## BEGIN Information supplied

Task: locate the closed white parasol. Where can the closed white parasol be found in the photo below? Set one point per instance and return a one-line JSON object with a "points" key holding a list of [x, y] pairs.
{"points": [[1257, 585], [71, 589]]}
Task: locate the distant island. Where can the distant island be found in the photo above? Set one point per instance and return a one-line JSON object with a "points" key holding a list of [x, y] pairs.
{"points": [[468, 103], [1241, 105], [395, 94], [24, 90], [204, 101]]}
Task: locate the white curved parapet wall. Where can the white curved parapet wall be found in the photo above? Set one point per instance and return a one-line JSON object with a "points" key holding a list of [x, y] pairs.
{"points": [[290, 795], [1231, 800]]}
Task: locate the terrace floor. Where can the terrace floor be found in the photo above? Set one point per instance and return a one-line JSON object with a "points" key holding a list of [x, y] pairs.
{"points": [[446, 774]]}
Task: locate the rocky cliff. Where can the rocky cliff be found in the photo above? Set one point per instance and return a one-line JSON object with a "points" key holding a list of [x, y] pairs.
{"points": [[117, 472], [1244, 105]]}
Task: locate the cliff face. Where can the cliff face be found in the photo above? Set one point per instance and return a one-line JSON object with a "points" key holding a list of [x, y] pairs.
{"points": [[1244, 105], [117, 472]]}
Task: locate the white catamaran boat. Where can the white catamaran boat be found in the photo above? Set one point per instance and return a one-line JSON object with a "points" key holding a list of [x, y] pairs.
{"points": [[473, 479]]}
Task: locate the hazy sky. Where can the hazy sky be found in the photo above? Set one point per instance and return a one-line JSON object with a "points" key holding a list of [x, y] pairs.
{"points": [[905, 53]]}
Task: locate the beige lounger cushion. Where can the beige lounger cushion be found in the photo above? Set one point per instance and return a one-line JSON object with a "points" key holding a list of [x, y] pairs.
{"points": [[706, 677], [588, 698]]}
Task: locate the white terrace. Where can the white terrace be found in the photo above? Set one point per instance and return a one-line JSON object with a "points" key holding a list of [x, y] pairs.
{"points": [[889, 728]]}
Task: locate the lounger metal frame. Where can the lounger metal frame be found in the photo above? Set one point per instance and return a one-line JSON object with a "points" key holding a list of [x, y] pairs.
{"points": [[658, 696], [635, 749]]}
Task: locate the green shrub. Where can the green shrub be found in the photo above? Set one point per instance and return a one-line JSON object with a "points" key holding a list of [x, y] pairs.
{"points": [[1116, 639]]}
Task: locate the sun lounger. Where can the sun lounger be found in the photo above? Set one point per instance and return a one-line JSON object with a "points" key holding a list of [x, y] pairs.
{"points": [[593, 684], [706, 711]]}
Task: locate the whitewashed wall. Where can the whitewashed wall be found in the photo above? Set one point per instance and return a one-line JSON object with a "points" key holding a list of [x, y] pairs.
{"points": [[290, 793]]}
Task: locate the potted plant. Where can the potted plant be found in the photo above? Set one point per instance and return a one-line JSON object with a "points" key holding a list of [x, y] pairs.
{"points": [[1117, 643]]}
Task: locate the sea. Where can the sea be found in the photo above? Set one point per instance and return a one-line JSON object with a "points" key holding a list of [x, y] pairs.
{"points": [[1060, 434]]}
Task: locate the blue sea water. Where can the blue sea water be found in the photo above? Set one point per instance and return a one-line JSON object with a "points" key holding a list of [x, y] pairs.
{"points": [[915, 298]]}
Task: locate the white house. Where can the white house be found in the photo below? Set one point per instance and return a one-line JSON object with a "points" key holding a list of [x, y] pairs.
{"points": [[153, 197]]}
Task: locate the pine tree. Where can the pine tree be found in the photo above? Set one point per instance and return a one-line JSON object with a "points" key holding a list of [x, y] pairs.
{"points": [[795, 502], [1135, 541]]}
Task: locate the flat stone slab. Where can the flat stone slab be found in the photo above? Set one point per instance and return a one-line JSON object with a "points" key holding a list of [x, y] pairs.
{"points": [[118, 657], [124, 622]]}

## END Information supplied

> Task:
Copy the entire listing above verbatim, preserving every line without alteration.

> Written answer:
Task: locate the closed white parasol. Where can the closed white parasol be found in the photo below? Set one point per instance and return a one-line JSON object with a "points" key holding a list of [x, y] pairs.
{"points": [[1257, 585], [71, 589]]}
Task: locate the distant island. Where can the distant island be found in the photo above? Set one point per instance and return a one-line JSON object with a "points" key holding a list of [x, y] pairs.
{"points": [[468, 103], [1241, 105], [395, 94], [24, 90], [204, 101]]}
Task: locate the white curved parapet wall. Where can the white curved parapet wall be found in the photo above? Set one point per instance and return a one-line JSON object with a "points" key holding a list of [x, y] pairs.
{"points": [[290, 795], [1231, 800]]}
Task: locate the terrace floor. Where can the terrace floor be found in the photo above? Set one point per instance and return a one-line JSON object with a "points" key holding a list of [x, y] pairs.
{"points": [[446, 774]]}
Task: locate the rocky cliff. Where can the rocky cliff be found in the photo above? Set one point per instance and return a one-line JSON object with a "points" key holding a list of [x, y] pairs.
{"points": [[117, 472], [1244, 105]]}
Task: locate the cliff face. Where can the cliff face be found in the photo above? Set one point per instance and return a one-line JSON object with a "points" key holding a list of [x, y] pairs.
{"points": [[1244, 105], [117, 472]]}
Task: locate the white catamaran boat. Where can the white catamaran boat be found in the photo above? Set one point per instance and return a one-line JSON object with a "points" key holding a list of [x, y] pairs.
{"points": [[473, 479]]}
Task: locate the hazy sky. Where can the hazy sky be found in the photo above? Set one point per instance and return a one-line JSON object with a "points" key holding a list of [x, y] pairs.
{"points": [[905, 53]]}
Task: locate the beige lounger cushion. Where can the beige lounger cushion be found in the photo above? Set one point per instance and return a one-line JSON object with a "points" key holding a list of [x, y] pairs.
{"points": [[706, 677], [588, 698]]}
Task: locate the white terrace. Where can the white terrace be found in the photo above? Set one point per instance and return a one-line JSON object with a "points" key holding a list of [x, y] pairs.
{"points": [[889, 728]]}
Task: locate the lounger metal frame. Where can the lounger metal frame be found in the photo above? Set one point per instance and return a one-line JSON object with a "points" key holding a list of [x, y] pairs.
{"points": [[658, 696], [635, 749]]}
Task: locate the green shrub. Where can the green shrub be found in the photo above? Set one point per instance and return a one-line JSON object with a "points" key holding a list of [x, y] pairs.
{"points": [[1116, 639]]}
Task: locate the sun lounger. Where can the sun lounger be found in the photo above? Set one point per instance and return a one-line JSON object with a "points" key holding a list of [x, y] pairs.
{"points": [[593, 684], [706, 711]]}
Task: locate the whitewashed wall. Where can the whitewashed wall be found in the photo above? Set one point per instance and return a one-line JSON object with a "points" key holding a list of [x, y] pairs.
{"points": [[290, 793]]}
Task: locate the potted plant. Where can the potted plant be found in the photo above? Set one point per instance and return a one-line JSON object with a "points" key holding a list of [x, y] pairs.
{"points": [[1117, 643]]}
Task: locate the sea. Where can the sea be found in the photo above? Set one point per instance and return a one-line JSON object with a "points" key holding a list of [x, y] pairs.
{"points": [[1060, 434]]}
Task: locate the blue sea water. Where can the blue sea water be found in the photo above? Set one point per instance and return a one-line JSON object with a "points" key holding a list of [x, y] pairs.
{"points": [[915, 298]]}
Task: locate the white house. Where can the white house be found in the photo below? Set one point per instance and return a one-line JSON object with a "points" key holding a list of [x, y] pairs.
{"points": [[153, 197]]}
Task: locate the pine tree. Where can the pine tree be found in the photo above? Set one point per instance and return a one-line JSON object with a "points" key holding a list of [x, y] pairs.
{"points": [[795, 502], [1135, 541]]}
Task: locate the flat stone slab. Where can the flat stone slab be found in the photo above? Set one point per instance and return a one-line JSON object with a "points" key holding a list of [x, y] pairs.
{"points": [[118, 657], [124, 622]]}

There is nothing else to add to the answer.